(Aim of the exercise)
Reproduce word for word the stretch from "Expect and Appreciate" through "to your legislator." in the passage below on working with legislative staff.

(Provided passage)
>>>>
Staff Contact Has Advantages over Legislator Contact
Lose the phrase “my meeting was just with staff” from your vocabulary. In many ways, working with legislative staff, rather than directly with the legislator, is to your advantage. Staff can take a little more time to delve in to a particular issue and gain a greater understanding of why your proposition is a great idea. With a little work on your part, staff can become advocates for your cause within their office. A great deal of what actually gets done is due to the initiative of the staff.

Expect and Appreciate Youth
Most legislative staffers are young. Don’t let that throw you. In most cases, staffers are bright and capable individuals who will respond appropriately to your requests and deliver your message to your legislator.

Follow Up
Most advocates do not follow up on meetings and then wonder why legislators don’t do what they were asked to do. This usually happens for any of the following reasons:

  • The legislator simply forgot about the request.
  • The legislator hasn’t had time to form an opinion on your issue.
  • The legislator is waiting to see how much you really want what you’re asking for.  

All three of these situations can be resolved through effective follow up. You can remind the legislators about your request, gently prod them to make a decision and demonstrate your commitment to the cause!
<<<<
(Records)
>>>>
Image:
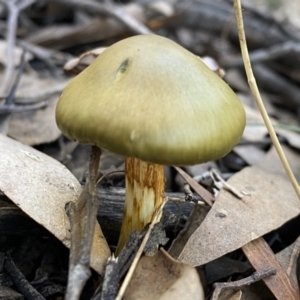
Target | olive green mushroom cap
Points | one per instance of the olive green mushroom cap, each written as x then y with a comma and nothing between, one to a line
148,97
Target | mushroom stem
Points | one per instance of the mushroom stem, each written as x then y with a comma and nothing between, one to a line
145,184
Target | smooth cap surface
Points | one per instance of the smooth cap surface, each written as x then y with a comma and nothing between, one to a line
148,97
<<<<
(Response for this exercise)
Expect and Appreciate Youth
Most legislative staffers are young. Don’t let that throw you. In most cases, staffers are bright and capable individuals who will respond appropriately to your requests and deliver your message to your legislator.